> Requirement
Go through the entries below and print, exactly, the lines starting at the one with "Target: distant city light" and ending at the one with "holding hose with one point per instance.", keeping both ends and no others.

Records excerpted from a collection
________________________________________
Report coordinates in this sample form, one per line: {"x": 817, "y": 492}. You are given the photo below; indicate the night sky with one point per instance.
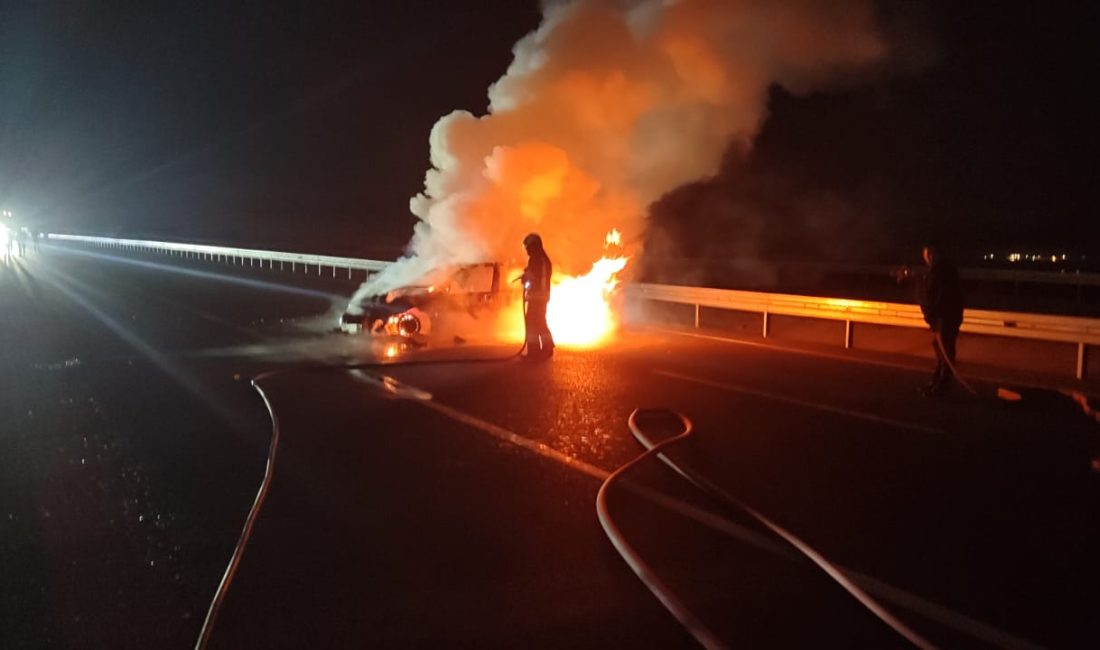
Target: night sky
{"x": 306, "y": 127}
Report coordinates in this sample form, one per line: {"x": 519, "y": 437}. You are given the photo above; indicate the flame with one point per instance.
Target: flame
{"x": 614, "y": 239}
{"x": 581, "y": 312}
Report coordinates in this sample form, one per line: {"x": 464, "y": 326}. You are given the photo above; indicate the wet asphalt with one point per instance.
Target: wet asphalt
{"x": 463, "y": 513}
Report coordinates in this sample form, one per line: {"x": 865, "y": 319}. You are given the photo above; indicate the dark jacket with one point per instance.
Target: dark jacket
{"x": 537, "y": 275}
{"x": 942, "y": 296}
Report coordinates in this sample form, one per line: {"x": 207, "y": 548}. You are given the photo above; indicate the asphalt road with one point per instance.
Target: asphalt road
{"x": 447, "y": 497}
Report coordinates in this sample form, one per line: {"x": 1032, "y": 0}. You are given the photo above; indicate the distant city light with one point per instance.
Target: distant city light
{"x": 1053, "y": 257}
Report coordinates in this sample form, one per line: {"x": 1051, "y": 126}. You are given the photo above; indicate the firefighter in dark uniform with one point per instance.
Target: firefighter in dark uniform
{"x": 536, "y": 281}
{"x": 942, "y": 306}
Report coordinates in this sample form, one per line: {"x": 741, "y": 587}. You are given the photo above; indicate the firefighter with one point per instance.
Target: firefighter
{"x": 942, "y": 306}
{"x": 536, "y": 281}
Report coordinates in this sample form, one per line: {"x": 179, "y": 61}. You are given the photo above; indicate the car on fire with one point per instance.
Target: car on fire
{"x": 447, "y": 303}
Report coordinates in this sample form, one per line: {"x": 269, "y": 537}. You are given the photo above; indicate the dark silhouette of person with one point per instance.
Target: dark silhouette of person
{"x": 536, "y": 278}
{"x": 942, "y": 306}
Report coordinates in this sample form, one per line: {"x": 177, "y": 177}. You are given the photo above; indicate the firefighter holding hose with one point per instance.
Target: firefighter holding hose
{"x": 536, "y": 281}
{"x": 942, "y": 306}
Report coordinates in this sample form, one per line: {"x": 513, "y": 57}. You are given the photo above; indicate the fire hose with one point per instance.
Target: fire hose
{"x": 696, "y": 628}
{"x": 950, "y": 364}
{"x": 257, "y": 503}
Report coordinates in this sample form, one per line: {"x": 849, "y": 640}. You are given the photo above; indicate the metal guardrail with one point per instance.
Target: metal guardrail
{"x": 1065, "y": 329}
{"x": 227, "y": 253}
{"x": 1000, "y": 275}
{"x": 1080, "y": 331}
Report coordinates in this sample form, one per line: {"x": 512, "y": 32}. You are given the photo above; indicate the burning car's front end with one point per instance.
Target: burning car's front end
{"x": 416, "y": 312}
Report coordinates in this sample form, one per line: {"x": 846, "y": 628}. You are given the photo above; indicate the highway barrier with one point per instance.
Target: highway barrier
{"x": 1082, "y": 332}
{"x": 250, "y": 256}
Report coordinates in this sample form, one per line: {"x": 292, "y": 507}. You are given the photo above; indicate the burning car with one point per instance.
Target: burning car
{"x": 448, "y": 303}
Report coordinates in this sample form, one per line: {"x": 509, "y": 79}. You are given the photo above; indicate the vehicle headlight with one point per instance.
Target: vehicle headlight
{"x": 405, "y": 324}
{"x": 408, "y": 324}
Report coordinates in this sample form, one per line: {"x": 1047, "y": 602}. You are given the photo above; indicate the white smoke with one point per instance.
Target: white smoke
{"x": 606, "y": 107}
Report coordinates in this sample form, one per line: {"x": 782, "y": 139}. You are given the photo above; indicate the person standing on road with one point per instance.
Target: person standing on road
{"x": 942, "y": 306}
{"x": 536, "y": 278}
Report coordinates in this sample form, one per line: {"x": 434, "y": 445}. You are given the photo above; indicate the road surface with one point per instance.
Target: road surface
{"x": 448, "y": 496}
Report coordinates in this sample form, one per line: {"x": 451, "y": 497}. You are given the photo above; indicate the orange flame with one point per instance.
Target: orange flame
{"x": 614, "y": 239}
{"x": 581, "y": 314}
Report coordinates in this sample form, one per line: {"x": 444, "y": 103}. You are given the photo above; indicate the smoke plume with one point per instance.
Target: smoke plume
{"x": 606, "y": 107}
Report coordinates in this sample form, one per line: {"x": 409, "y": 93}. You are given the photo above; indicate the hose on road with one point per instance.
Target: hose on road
{"x": 697, "y": 629}
{"x": 242, "y": 541}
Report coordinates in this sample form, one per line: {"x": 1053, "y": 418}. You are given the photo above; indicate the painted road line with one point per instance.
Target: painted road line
{"x": 803, "y": 403}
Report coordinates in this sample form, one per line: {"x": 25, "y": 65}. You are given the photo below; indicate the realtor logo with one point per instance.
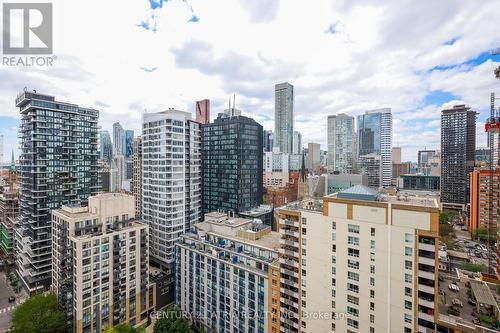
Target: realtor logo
{"x": 27, "y": 28}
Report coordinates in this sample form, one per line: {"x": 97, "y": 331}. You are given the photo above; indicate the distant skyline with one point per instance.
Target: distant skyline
{"x": 345, "y": 57}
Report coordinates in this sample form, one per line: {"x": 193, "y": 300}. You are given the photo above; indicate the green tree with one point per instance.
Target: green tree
{"x": 38, "y": 314}
{"x": 171, "y": 321}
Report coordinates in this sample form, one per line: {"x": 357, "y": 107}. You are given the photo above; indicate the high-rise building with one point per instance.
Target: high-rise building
{"x": 484, "y": 199}
{"x": 375, "y": 136}
{"x": 283, "y": 117}
{"x": 203, "y": 111}
{"x": 458, "y": 144}
{"x": 359, "y": 260}
{"x": 100, "y": 268}
{"x": 9, "y": 211}
{"x": 297, "y": 142}
{"x": 229, "y": 268}
{"x": 267, "y": 143}
{"x": 341, "y": 143}
{"x": 313, "y": 156}
{"x": 232, "y": 164}
{"x": 118, "y": 139}
{"x": 1, "y": 150}
{"x": 58, "y": 165}
{"x": 137, "y": 176}
{"x": 171, "y": 181}
{"x": 128, "y": 144}
{"x": 371, "y": 166}
{"x": 105, "y": 146}
{"x": 396, "y": 155}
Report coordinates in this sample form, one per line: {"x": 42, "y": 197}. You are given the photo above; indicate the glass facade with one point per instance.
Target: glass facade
{"x": 58, "y": 165}
{"x": 232, "y": 164}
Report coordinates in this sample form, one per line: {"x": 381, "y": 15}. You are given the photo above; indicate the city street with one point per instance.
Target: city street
{"x": 6, "y": 307}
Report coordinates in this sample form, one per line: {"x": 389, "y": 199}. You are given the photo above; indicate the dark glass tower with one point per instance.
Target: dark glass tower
{"x": 58, "y": 165}
{"x": 232, "y": 164}
{"x": 458, "y": 147}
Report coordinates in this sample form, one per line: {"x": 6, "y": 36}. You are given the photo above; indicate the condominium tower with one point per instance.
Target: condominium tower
{"x": 375, "y": 136}
{"x": 101, "y": 264}
{"x": 283, "y": 117}
{"x": 171, "y": 171}
{"x": 58, "y": 165}
{"x": 232, "y": 164}
{"x": 118, "y": 139}
{"x": 359, "y": 261}
{"x": 137, "y": 176}
{"x": 341, "y": 143}
{"x": 458, "y": 144}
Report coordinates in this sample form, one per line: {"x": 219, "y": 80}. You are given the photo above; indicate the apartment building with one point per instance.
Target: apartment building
{"x": 227, "y": 275}
{"x": 100, "y": 264}
{"x": 359, "y": 261}
{"x": 58, "y": 165}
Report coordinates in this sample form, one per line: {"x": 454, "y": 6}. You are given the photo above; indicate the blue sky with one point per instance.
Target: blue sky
{"x": 341, "y": 56}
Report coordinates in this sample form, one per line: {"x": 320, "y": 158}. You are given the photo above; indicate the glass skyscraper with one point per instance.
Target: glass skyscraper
{"x": 232, "y": 163}
{"x": 128, "y": 145}
{"x": 375, "y": 136}
{"x": 58, "y": 165}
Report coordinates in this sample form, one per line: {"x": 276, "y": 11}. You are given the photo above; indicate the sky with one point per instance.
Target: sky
{"x": 125, "y": 58}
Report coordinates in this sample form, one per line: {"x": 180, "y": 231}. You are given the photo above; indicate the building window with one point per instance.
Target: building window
{"x": 408, "y": 238}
________________________________________
> Task answer
Target: distant city light
{"x": 1053, "y": 257}
Report coordinates in this sample form, one per line: {"x": 1051, "y": 126}. You are given the photo above; indicate the firefighter in dark uniform with one point per instance.
Target: firefighter in dark uniform
{"x": 536, "y": 281}
{"x": 942, "y": 306}
Report coordinates in this sample form, one per line: {"x": 741, "y": 587}. You are given the photo above; indicate the firefighter with one point per instance.
Target: firefighter
{"x": 942, "y": 306}
{"x": 536, "y": 281}
Report coordinates in this sample form, one per line: {"x": 179, "y": 61}. You are given the photo above; indicate the car on fire with one point per instance.
Target: car on fire
{"x": 447, "y": 303}
Report coordinates in this sample form, one per line: {"x": 269, "y": 537}. You are given the photo above; indicate the dark silhouette of person with one point per instance.
Target: dark silhouette of person
{"x": 536, "y": 278}
{"x": 942, "y": 306}
Report coordinates in this sample form, one per line: {"x": 177, "y": 177}. You are given the photo above; indicate the firefighter holding hose with one point per instance.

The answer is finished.